» TASK REQUIREMENTS
Decide whether each statement below agrees with the Materials for Energy page, answering yes or no and quoting the deciding words from the page. 1. MFE research activities revolve around three mutually connected axes. 2. The brownmillerite crystal structure is presented as a prototype material for lithium-ion batteries. 3. The cobalt-carbon heterointerfaces were modeled with finite element methods.

» SELECTED EXCERPT
***
Argonne National Laboratory

Materials for Energy

Top: Finite element modeling of flexional modes in ZnO. Bottom Left:  Brownmillerite crystal structure, a prototype oxide material for solid oxide fuel cells and oxygen transport membranes. Bottom Right: cobalt-carbon heterointerfaces modeled using empirical force fields.

Top: Finite element modeling of flexional modes in ZnO. Bottom Left: Brownmillerite crystal structure, a prototype oxide material for solid oxide fuel cells and oxygen transport membranes. Bottom Right: cobalt-carbon heterointerfaces modeled using empirical force fields.

Materials for Energy (MFE) is MSD’s fundamental science contribution to the laboratory-wide Molecules and Materials to Manufacturing strategy, which aspires to advance materials breakthroughs with an eye toward novel functionality. The MFE objective is to accelerate the design, discovery and creation of new materials and to develop fundamental understanding of their properties to create a pathway for future energy technologies.

Currently, research activities in MFE revolve around three mutually connected axes: materials and molecular design and discovery, computational chemistry and materials, and imaging, which itself is part of the laboratory Integrated Imaging Institute (I3). Impact areas are broad, as MFE embraces collaborative efforts reaching from MSD to across the lab; examples of such lab-wide activities include: tomographic imaging of battery cathode particles, development of spectroscopic fingerprinting codes, and exploration of heat absorption and emission in nanostructures.
***
» Items listed in a dataset
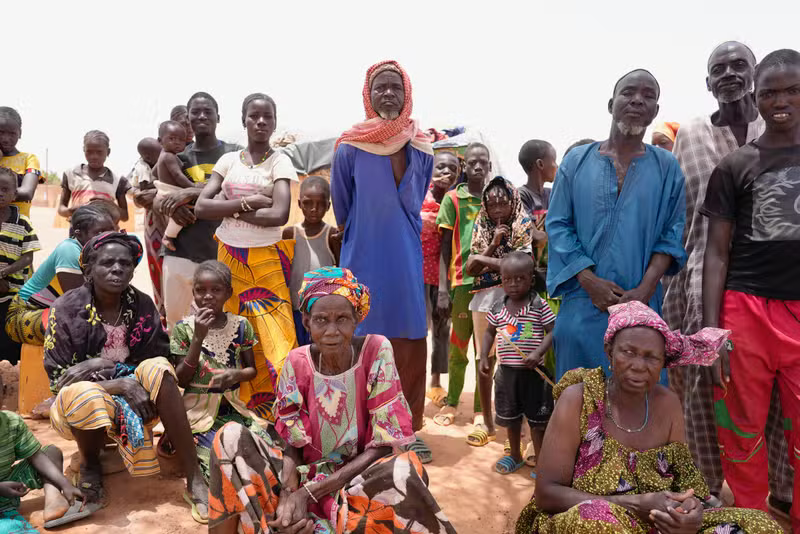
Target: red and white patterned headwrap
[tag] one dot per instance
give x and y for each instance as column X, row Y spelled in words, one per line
column 698, row 349
column 381, row 136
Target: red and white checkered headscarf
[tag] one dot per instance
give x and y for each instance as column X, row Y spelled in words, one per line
column 384, row 137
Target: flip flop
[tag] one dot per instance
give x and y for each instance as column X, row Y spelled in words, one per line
column 77, row 510
column 479, row 437
column 195, row 512
column 530, row 456
column 445, row 418
column 506, row 465
column 422, row 451
column 438, row 396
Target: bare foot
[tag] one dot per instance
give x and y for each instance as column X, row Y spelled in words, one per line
column 55, row 505
column 199, row 491
column 91, row 482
***
» REPLY TO THE EXERCISE
1. Yes: "research activities in MFE revolve around three mutually connected axes"
2. No: "a prototype oxide material for solid oxide fuel cells and oxygen transport membranes"
3. No: "cobalt-carbon heterointerfaces modeled using empirical force fields"